Source data |

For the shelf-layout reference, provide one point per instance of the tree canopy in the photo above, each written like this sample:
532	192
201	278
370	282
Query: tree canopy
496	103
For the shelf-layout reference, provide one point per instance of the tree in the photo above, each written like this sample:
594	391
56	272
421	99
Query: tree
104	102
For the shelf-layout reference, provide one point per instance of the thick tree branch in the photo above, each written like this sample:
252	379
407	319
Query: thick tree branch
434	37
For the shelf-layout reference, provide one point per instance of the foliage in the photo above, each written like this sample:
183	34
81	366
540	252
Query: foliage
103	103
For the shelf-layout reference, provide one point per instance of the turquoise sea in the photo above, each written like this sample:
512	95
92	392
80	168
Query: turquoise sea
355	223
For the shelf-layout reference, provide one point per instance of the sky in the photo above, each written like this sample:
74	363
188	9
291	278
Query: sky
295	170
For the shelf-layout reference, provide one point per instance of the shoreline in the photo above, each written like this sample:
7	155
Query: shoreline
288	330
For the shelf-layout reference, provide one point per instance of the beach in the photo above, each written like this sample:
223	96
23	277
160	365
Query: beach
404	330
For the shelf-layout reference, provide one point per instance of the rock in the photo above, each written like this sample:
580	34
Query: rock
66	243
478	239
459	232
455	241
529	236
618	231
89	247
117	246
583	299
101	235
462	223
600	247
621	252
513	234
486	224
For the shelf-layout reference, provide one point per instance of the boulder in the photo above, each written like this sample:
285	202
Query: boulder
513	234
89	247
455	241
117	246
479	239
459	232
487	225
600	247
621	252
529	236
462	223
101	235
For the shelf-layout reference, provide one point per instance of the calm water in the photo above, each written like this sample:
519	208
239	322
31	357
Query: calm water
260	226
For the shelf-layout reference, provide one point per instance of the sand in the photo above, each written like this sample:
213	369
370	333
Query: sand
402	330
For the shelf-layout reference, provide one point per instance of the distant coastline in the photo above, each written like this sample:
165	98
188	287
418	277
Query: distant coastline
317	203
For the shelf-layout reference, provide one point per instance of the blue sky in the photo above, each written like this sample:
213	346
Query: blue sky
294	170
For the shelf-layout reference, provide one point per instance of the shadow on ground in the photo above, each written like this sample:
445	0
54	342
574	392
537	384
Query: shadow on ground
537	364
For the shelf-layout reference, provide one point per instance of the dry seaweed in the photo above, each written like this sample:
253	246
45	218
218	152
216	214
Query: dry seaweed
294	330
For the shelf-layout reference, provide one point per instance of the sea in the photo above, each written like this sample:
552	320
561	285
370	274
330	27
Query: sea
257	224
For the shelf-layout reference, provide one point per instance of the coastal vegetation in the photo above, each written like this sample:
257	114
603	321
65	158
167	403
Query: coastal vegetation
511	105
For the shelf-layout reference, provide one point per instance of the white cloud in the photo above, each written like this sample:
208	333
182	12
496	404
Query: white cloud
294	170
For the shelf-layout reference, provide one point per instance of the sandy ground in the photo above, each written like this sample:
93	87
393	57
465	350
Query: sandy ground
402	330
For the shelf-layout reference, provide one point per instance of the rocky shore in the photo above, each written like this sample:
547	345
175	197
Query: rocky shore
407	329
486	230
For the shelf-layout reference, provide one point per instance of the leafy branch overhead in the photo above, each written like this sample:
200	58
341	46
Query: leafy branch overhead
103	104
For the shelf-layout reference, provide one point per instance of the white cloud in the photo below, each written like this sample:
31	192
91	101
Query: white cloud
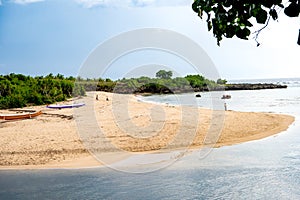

Task goal |
Count the lines in the entries above that contain the string "sandy", treating uppercase and lowercase as different, and give only that number.

Result for this exercise |
2